** Work instructions **
Repeat all of the following material word for word, leaving out the pictures.

A run of records
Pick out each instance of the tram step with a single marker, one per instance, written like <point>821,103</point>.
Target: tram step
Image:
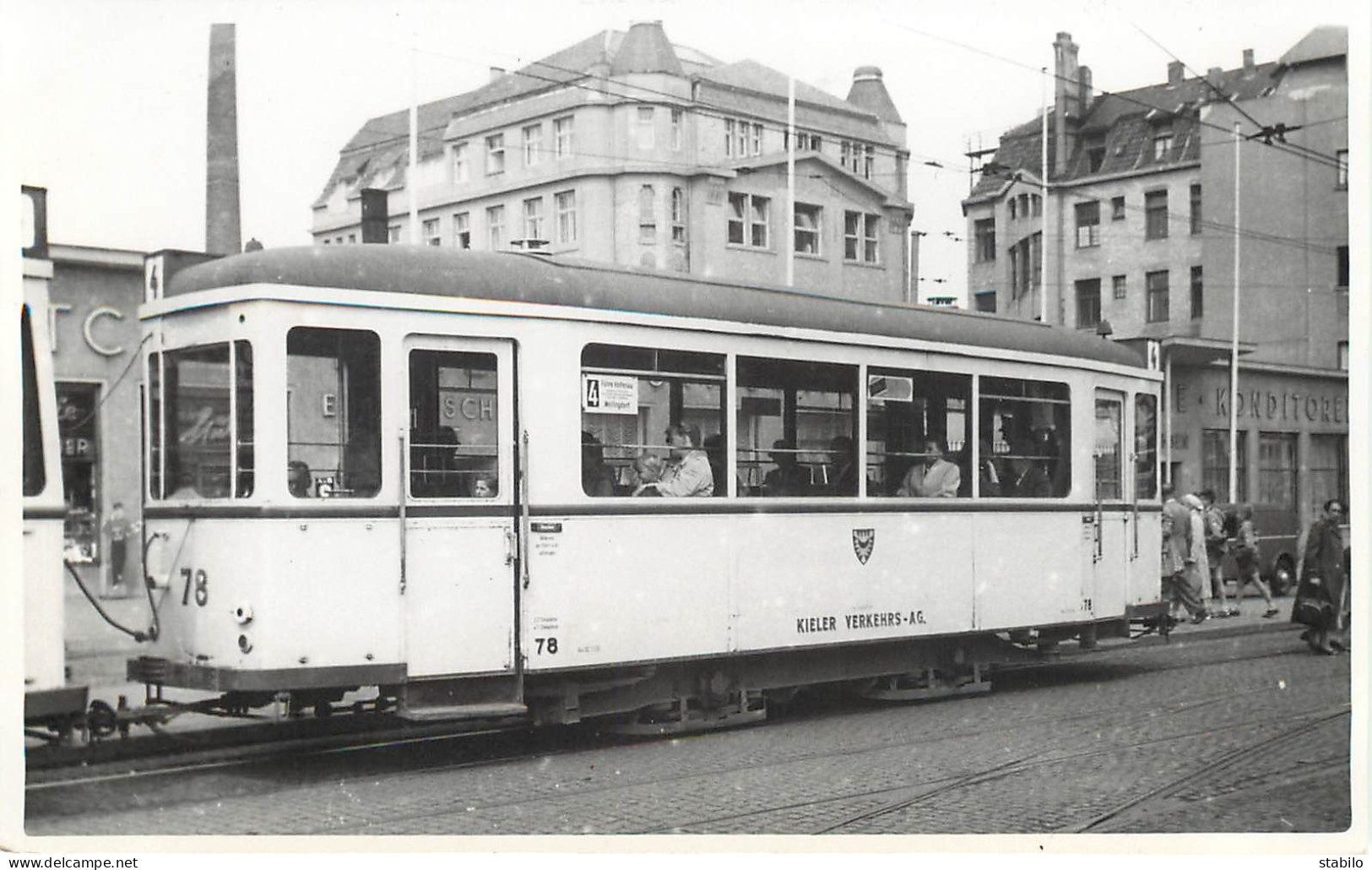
<point>463,711</point>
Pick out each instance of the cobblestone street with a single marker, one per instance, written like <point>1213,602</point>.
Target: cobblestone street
<point>1231,734</point>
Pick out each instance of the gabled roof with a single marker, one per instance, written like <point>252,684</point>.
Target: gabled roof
<point>1321,43</point>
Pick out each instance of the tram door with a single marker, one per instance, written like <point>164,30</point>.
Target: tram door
<point>458,573</point>
<point>1108,575</point>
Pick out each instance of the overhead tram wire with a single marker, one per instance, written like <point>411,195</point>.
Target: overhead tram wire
<point>1316,157</point>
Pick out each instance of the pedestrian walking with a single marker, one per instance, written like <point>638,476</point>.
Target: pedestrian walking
<point>1246,560</point>
<point>1178,556</point>
<point>1216,548</point>
<point>120,529</point>
<point>1319,599</point>
<point>1198,570</point>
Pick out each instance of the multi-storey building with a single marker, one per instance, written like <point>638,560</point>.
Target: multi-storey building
<point>1134,233</point>
<point>630,150</point>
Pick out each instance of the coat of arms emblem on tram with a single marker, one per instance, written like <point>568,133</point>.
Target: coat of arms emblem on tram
<point>863,541</point>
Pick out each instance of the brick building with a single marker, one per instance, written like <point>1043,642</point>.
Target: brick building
<point>1135,235</point>
<point>626,149</point>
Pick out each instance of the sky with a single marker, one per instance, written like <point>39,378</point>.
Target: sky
<point>105,102</point>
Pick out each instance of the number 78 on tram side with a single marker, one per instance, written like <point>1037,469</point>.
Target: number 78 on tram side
<point>512,485</point>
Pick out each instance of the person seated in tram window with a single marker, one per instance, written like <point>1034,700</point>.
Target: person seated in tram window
<point>988,474</point>
<point>298,479</point>
<point>843,474</point>
<point>597,478</point>
<point>789,478</point>
<point>1027,478</point>
<point>648,468</point>
<point>935,478</point>
<point>689,472</point>
<point>483,485</point>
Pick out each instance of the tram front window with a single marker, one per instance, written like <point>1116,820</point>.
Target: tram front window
<point>334,413</point>
<point>35,476</point>
<point>201,421</point>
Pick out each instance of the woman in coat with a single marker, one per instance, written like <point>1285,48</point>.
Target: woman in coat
<point>1323,579</point>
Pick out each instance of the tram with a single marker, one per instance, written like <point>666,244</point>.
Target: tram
<point>431,474</point>
<point>51,705</point>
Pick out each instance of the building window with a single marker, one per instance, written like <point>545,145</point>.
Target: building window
<point>860,237</point>
<point>678,206</point>
<point>1214,464</point>
<point>643,128</point>
<point>1161,144</point>
<point>1088,224</point>
<point>1277,470</point>
<point>533,143</point>
<point>1156,213</point>
<point>496,226</point>
<point>496,154</point>
<point>534,217</point>
<point>985,233</point>
<point>566,204</point>
<point>807,230</point>
<point>1088,302</point>
<point>461,168</point>
<point>748,220</point>
<point>1157,283</point>
<point>563,138</point>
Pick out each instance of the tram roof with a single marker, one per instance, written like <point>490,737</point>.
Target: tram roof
<point>550,280</point>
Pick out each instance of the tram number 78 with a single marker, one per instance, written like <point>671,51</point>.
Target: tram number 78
<point>202,586</point>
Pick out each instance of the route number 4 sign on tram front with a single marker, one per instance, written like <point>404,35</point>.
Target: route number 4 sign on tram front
<point>610,394</point>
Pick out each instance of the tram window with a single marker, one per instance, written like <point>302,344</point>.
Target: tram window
<point>1108,449</point>
<point>202,421</point>
<point>35,475</point>
<point>1028,424</point>
<point>454,424</point>
<point>1145,446</point>
<point>907,411</point>
<point>796,427</point>
<point>334,412</point>
<point>630,398</point>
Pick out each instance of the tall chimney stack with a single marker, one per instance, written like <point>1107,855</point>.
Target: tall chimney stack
<point>221,166</point>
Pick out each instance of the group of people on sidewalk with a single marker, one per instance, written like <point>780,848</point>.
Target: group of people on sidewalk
<point>1196,540</point>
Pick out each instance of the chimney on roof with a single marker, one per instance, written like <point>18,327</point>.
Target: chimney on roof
<point>1084,88</point>
<point>221,154</point>
<point>1066,103</point>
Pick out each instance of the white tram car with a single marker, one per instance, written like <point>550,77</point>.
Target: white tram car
<point>413,470</point>
<point>51,705</point>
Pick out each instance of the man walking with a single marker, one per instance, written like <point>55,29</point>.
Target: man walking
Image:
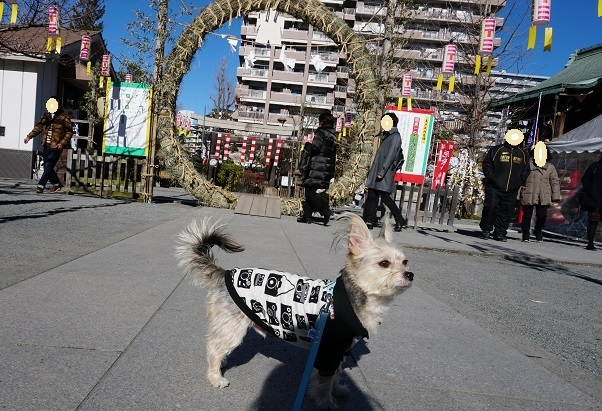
<point>56,129</point>
<point>506,169</point>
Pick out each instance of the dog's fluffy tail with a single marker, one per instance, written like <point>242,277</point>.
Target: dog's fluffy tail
<point>194,250</point>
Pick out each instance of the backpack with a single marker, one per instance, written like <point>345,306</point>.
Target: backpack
<point>305,160</point>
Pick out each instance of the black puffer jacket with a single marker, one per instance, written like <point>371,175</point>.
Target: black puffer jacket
<point>591,193</point>
<point>323,156</point>
<point>506,167</point>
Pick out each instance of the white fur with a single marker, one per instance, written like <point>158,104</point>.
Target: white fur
<point>375,271</point>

** Answer to this exercise **
Pick out each instance of the tram step with a single marker, one per instance, written like <point>821,103</point>.
Target: tram step
Image:
<point>463,711</point>
Pick out each instance of the cobblestone street with a single marker, one per instance, written like <point>1213,602</point>.
Target: cobblestone street
<point>1231,734</point>
Pick out each instance of the gabled roof with a single marker, one per instance, written like <point>252,684</point>.
Target: gabled roof
<point>1321,43</point>
Pick out each instance of the tram door with a single marker, one per instance, written like <point>164,30</point>.
Target: tram door
<point>458,573</point>
<point>1108,575</point>
Pick out each instance of the overhead tram wire with a single marker, one per instance, written like <point>411,195</point>.
Target: overhead tram wire
<point>1316,157</point>
Pick out each instance of the pedestrian walking with a single marker, one per instance, written like <point>638,476</point>.
Target: pedestrian walking
<point>1246,560</point>
<point>1178,556</point>
<point>1216,548</point>
<point>120,529</point>
<point>1319,599</point>
<point>1198,570</point>
Pick out each instance of the multi-storey building with a single marker, one per instance, written like <point>638,560</point>.
Target: multi-storey building
<point>1134,233</point>
<point>630,150</point>
Pick out each instance of the coat of arms emblem on tram with a single marker, one per instance, written like <point>568,133</point>.
Target: coat of arms emblem on tram
<point>863,541</point>
Pick out each instance of the brick building with a single marker, one per instance, written like <point>1043,642</point>.
Target: brick building
<point>1135,235</point>
<point>626,149</point>
Pick out each instance of the sky with a single marker, one per instance, written like <point>39,378</point>.
Target: sky
<point>105,102</point>
Pick out each instance of the number 78 on tram side with a single marker, one per instance, written like <point>1037,469</point>.
Target: number 78 on tram side
<point>512,485</point>
Pick out each instance of the person seated in tram window with a single marker, one per instance, written like <point>1034,700</point>.
Target: person seated in tram window
<point>988,474</point>
<point>298,479</point>
<point>843,474</point>
<point>597,478</point>
<point>789,478</point>
<point>1027,478</point>
<point>648,468</point>
<point>935,478</point>
<point>689,472</point>
<point>483,485</point>
Pick out each instance of the tram front window with a single marker, one per instance, written like <point>1116,820</point>.
Target: tram front window
<point>334,413</point>
<point>35,476</point>
<point>201,421</point>
Pick out each instance of the woman in coat with a single marker, one per instance, written like <point>1285,48</point>.
Target: woman in coat
<point>1323,579</point>
Pick out each instance of the tram with a single marker, one per instance, written like <point>666,244</point>.
Target: tram
<point>431,474</point>
<point>51,705</point>
Pick out each instance of the building window with a single marker, one per instance, written like <point>545,145</point>.
Target: building window
<point>860,237</point>
<point>678,206</point>
<point>1214,464</point>
<point>643,128</point>
<point>1161,144</point>
<point>1088,224</point>
<point>1277,470</point>
<point>533,143</point>
<point>1156,213</point>
<point>496,226</point>
<point>496,154</point>
<point>534,217</point>
<point>985,233</point>
<point>566,204</point>
<point>807,230</point>
<point>1088,302</point>
<point>461,168</point>
<point>748,220</point>
<point>1157,283</point>
<point>563,138</point>
Pick out each instance of the tram roof with a single marker, one per instance, written like <point>490,737</point>.
Target: tram roof
<point>550,280</point>
Pick out each instance of the tram number 78 with a single marker, one per instance, written like <point>671,51</point>.
Target: tram number 78
<point>202,586</point>
Pick out each instance of the route number 4 sign on tram front with a single marker, one per instance, written like <point>404,35</point>.
Target: route number 4 sign on tram front
<point>610,394</point>
Pick out each instance of the tram window with a single marker, one per instance, written like <point>302,344</point>.
Target: tram window
<point>1108,449</point>
<point>202,421</point>
<point>35,475</point>
<point>1028,424</point>
<point>454,424</point>
<point>1145,446</point>
<point>907,411</point>
<point>796,427</point>
<point>334,412</point>
<point>630,398</point>
Pick out each instance of the tall chimney stack with a single marker, one per instance, written like <point>1107,855</point>.
Target: tall chimney stack
<point>221,166</point>
Pick out each instance of the group of people on sidewalk with a single marker, one per instance, written like <point>780,848</point>.
Target: group of people on sidewalk
<point>1196,540</point>
Pick out each instance of the chimney on roof with a single marker, one per instance, written like <point>18,327</point>.
Target: chimney on roof
<point>1084,88</point>
<point>221,154</point>
<point>1066,103</point>
Pick out each instance of the white tram car with a single marker, one per instance, written like <point>550,77</point>.
Target: white tram car
<point>413,470</point>
<point>51,705</point>
Pick out each instance of the man walking with a single marker, one per instance, written like <point>55,29</point>.
Target: man walking
Image:
<point>56,129</point>
<point>506,169</point>
Pick out each instance of the dog's fluffy tail with a single marker, one per instance, written like <point>242,277</point>.
Target: dog's fluffy tail
<point>194,250</point>
Pick out each instance of the backpack with a single marker, one per instance, written like <point>345,306</point>.
Target: backpack
<point>305,160</point>
Pick out each instance of the black puffer jacket with a single marker, one per instance, written like <point>371,175</point>.
Target: black puffer jacket
<point>591,193</point>
<point>323,156</point>
<point>506,167</point>
Pick out each instance of the white fur with a single marker, one per instance, written like <point>158,104</point>.
Target: white fur
<point>375,271</point>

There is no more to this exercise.